### GOAL OF THE EXERCISE
Output must match the data below exactly from its first line through the line that contains "spot the building.", with no other line.

[[ EXCERPTED RECORDS, beginning ]]

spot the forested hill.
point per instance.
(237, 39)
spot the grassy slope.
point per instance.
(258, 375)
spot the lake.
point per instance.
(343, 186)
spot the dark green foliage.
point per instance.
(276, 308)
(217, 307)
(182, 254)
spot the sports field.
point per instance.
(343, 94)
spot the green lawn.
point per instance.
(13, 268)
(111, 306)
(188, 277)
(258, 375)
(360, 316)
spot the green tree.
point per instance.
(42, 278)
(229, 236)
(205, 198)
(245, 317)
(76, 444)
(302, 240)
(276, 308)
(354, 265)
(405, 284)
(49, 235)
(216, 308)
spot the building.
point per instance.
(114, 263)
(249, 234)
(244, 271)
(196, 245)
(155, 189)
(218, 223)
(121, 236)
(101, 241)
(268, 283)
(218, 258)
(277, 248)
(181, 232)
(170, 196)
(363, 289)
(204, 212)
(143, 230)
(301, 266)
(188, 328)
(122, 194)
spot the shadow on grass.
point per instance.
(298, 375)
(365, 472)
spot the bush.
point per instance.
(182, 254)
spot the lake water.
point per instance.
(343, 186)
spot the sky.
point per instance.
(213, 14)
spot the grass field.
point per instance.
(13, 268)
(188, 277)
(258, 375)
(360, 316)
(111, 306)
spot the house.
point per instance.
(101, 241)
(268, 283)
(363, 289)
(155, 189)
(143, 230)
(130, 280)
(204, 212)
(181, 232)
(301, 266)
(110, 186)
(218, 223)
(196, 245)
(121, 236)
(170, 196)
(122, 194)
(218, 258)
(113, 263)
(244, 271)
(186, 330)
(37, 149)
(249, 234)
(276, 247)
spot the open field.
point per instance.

[[ EXCERPTED RECORDS, end ]]

### YOUR SOLUTION
spot the forested hill.
point per instance.
(237, 39)
spot the grassy slope.
point per instance.
(258, 375)
spot the lake.
point per instance.
(343, 186)
spot the dark green foliage.
point per instance.
(276, 308)
(217, 307)
(182, 254)
spot the sports field.
point per instance.
(343, 94)
spot the green lawn.
point per instance.
(13, 268)
(111, 306)
(188, 277)
(258, 375)
(360, 316)
spot the green tree.
point per instance.
(42, 278)
(229, 236)
(205, 198)
(245, 317)
(76, 444)
(302, 240)
(276, 308)
(354, 265)
(405, 284)
(49, 235)
(216, 308)
spot the building.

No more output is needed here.